### [EXCERPT]
★ ★ ★ ★ ★
The Korf Lab performs bioinformatics experiments in a Linux command-line environment. In order for you to contribute to our scientific mission, you must have some experience in the following technologies:
- Linux - we do everything in Linux/Unix
- GitHub - where all of our code is maintained
- Markdown - how documents are formatted
- Conda - how external software gets installed
- Python - the default programming language, but not the only one
- FASTA, FASTQ - standard sequence formats
- GFF, BED, SAM - standard annotation and alignment formats
- TSV, CSV, JSON, YAML - standard interchange formats
This exam is designed to assess your current knowledge and skills. If you find yourself pulling answers from the Internet instead of your brain, you need more practice. Practice means repetition. Repetition means doing things over and over until they become automatic (like every other skill in life).
After passing the exam, you will be listed in the DEVELOPERS.md document and
receive an official "KorfLab Bioinformatics Developer Certificate".
This exam assumes that you have a computer connected to the Internet with a
Linux CLI and have some experience with git, python3, and conda. For
training in Linux, GitHub, and Python, you are encouraged to study the latest
MCB185 repository and scour the Internet.
Even though it's a good idea to collaborate with others any time you perform experiments or write code, this exam is meant to assess your personal skills and knowledge. Here are the rules of this game.
- You may not get help from anyone
- You may not import any modules that require installation
- You may look things up on the internet, but not copy-paste anything
- You may download files, but not source code
Create a GitHub repository called korflab_exam and invite iankorf as a
collaborator.
This task is designed to test your ability to work with text files of genomic
data using typical Linux CLI tools like grep and sort.
★ ★ ★ ★ ★
### [PROVIDED MATERIAL]
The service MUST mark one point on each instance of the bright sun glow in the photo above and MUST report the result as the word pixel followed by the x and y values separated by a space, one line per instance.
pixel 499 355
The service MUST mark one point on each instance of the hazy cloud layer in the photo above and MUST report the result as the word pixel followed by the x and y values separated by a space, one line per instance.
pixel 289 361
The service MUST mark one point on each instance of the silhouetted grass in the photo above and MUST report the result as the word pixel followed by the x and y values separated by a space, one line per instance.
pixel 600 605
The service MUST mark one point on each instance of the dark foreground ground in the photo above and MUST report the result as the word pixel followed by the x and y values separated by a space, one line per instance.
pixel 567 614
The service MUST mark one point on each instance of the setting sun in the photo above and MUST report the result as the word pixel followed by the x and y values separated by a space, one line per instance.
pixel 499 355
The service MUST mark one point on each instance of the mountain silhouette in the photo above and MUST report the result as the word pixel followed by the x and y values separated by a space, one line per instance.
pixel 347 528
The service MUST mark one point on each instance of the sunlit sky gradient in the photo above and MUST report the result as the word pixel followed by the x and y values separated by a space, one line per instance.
★ ★ ★ ★ ★
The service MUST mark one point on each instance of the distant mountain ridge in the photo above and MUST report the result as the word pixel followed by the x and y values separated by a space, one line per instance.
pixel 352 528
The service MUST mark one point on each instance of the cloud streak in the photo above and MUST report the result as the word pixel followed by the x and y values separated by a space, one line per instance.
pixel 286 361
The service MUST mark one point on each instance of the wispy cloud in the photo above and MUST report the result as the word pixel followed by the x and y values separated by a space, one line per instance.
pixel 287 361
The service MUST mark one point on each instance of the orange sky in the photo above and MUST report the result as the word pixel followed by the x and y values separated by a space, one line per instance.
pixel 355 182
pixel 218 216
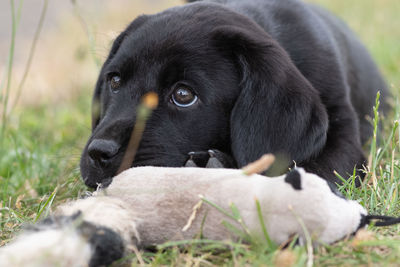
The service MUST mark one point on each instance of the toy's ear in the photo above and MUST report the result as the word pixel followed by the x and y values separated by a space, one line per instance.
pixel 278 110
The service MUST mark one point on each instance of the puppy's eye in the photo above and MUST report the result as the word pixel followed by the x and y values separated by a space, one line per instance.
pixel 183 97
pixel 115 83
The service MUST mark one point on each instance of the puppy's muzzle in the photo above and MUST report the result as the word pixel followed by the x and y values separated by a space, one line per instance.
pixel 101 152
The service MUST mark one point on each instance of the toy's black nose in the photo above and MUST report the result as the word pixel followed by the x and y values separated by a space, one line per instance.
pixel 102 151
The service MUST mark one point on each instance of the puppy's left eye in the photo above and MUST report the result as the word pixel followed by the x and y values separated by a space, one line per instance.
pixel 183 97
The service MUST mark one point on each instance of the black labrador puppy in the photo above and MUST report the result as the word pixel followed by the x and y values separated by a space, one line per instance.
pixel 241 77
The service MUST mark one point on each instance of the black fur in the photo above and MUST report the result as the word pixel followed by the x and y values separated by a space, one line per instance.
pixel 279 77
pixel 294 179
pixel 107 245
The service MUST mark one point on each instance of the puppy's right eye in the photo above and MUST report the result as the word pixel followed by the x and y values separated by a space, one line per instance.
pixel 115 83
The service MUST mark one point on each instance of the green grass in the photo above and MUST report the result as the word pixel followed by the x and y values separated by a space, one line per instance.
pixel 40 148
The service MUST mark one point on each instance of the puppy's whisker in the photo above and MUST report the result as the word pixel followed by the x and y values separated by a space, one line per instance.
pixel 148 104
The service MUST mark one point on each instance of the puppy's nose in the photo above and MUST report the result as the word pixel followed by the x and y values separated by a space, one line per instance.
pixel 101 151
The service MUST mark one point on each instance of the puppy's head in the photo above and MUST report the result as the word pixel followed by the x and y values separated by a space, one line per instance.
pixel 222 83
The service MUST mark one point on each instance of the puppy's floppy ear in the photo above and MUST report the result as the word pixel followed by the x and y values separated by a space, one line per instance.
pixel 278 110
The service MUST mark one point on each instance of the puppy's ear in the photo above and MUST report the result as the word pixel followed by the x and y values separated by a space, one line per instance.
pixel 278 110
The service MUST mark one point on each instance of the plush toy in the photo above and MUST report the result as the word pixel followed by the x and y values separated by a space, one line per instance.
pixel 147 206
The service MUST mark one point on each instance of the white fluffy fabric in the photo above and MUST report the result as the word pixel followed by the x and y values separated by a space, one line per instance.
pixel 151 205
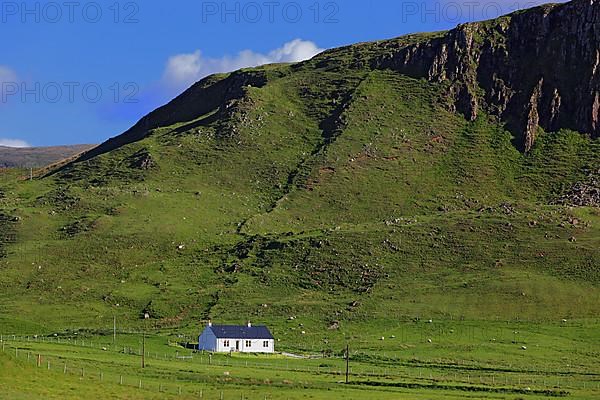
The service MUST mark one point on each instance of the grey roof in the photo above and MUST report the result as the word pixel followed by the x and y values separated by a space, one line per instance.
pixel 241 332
★ ★ ★ ★ ★
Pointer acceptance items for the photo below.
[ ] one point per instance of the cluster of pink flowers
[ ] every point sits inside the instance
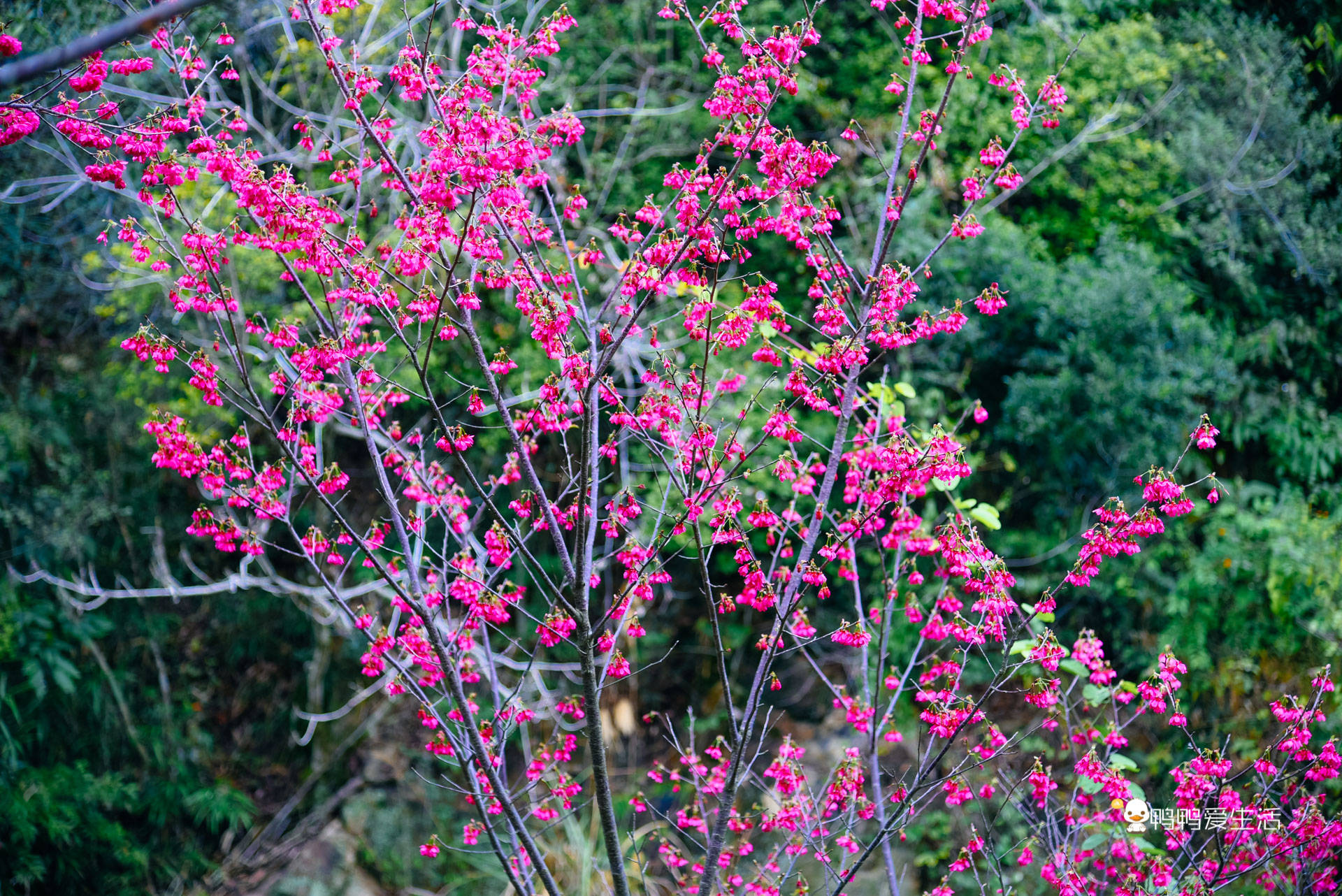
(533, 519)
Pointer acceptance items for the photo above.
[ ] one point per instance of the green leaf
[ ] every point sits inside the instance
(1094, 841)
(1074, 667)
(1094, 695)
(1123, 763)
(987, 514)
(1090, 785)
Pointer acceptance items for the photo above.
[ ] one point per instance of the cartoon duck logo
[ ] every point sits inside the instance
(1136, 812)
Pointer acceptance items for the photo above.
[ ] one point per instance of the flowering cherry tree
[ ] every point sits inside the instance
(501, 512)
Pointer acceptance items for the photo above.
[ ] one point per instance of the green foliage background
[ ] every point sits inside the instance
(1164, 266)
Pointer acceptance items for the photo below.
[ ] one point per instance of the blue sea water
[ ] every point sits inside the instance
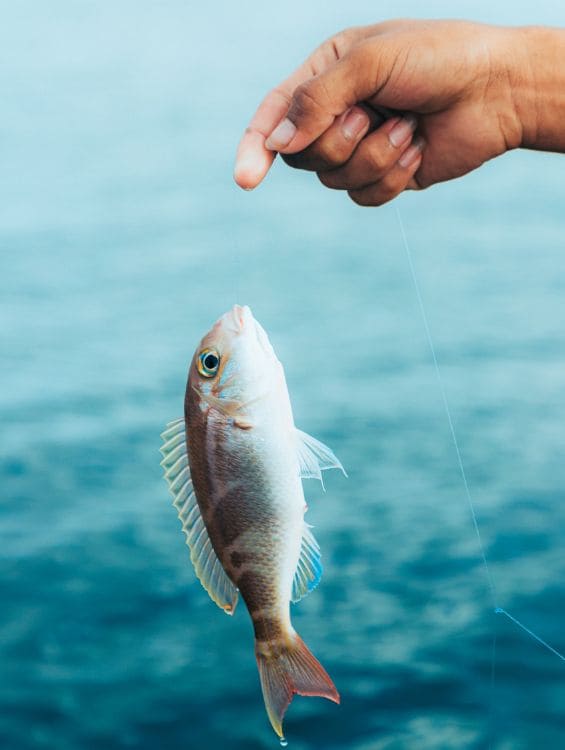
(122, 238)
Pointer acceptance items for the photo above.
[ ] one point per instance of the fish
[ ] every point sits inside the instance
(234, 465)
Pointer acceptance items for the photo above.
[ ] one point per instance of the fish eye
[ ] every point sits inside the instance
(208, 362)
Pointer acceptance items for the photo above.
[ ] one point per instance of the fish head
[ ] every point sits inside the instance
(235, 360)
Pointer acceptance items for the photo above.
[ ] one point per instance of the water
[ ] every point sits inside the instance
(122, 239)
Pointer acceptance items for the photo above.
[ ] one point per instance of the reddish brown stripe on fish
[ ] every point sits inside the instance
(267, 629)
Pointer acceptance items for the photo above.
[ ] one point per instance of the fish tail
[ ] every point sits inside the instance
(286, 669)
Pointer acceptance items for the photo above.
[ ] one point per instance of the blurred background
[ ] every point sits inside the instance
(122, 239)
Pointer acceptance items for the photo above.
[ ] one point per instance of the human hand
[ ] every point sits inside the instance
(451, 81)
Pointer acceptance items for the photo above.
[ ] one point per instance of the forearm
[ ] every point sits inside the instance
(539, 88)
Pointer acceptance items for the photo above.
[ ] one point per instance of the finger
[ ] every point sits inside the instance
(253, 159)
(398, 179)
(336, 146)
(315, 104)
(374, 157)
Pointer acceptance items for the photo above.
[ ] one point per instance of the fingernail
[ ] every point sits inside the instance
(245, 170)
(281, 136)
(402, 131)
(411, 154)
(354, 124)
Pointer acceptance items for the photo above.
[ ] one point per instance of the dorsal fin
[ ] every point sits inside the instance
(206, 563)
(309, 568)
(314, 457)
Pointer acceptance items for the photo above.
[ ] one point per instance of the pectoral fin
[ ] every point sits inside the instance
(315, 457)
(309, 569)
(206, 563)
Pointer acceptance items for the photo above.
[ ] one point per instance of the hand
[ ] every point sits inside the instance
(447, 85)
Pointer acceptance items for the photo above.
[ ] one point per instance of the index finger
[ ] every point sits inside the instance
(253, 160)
★ ★ ★ ★ ★
### [WORK ORDER 1]
In the Korf Lab exam page, what must the GitHub repository be named, and who must be invited as a collaborator?
### [WORK ORDER 2]
Can you write the next part of the Korf Lab exam page, starting after its last sentence?

### [RESPONSE AREA 1]
The repository must be named korflab_exam, and iankorf must be invited as a collaborator.

### [RESPONSE AREA 2]
Clone this repo https://github.com/iankorf/E.coli to get some data files for
the tasks ahead.
- According to the
*.faafile, how many proteins does it encode? - According to the
*.gbfffile, how many coding sequences are there? - Reconcile the differences between the previous 2 questions.
- How many
tRNAfeatures are found in the*.gfffile? - How many of each type of features are there in the
*.gfffile?
Provide your answers in a document in your repo. Include the command lines and their outputs.
This task is designed to test your ability to install and run a program that may be unfamiliar to you.
For this task, your goal is to find the proteins in the E. coli proteome that are similar to E. coli protein NP_414608.1.
Using conda, install blast-legacy from the bioconda channel. Then format
the blast database with formatdb and search it with blastall -p blastp. To
get the similar proteins, set the E-value to 1e-5. You may also like to use
tabular output to make it easier to get the matching protein names. Find these
options in the usage statment (of course).
Document this task in a text file that shows the command lines and the output.
Each program below will be graded on the following criteria:
- Beautiful - is the code simple, clear, and visually appealing?
- Robust - does the code handle unexpected values?
- Friendly - is the program easy to use?
- Correct - does the program solve the problem as stated?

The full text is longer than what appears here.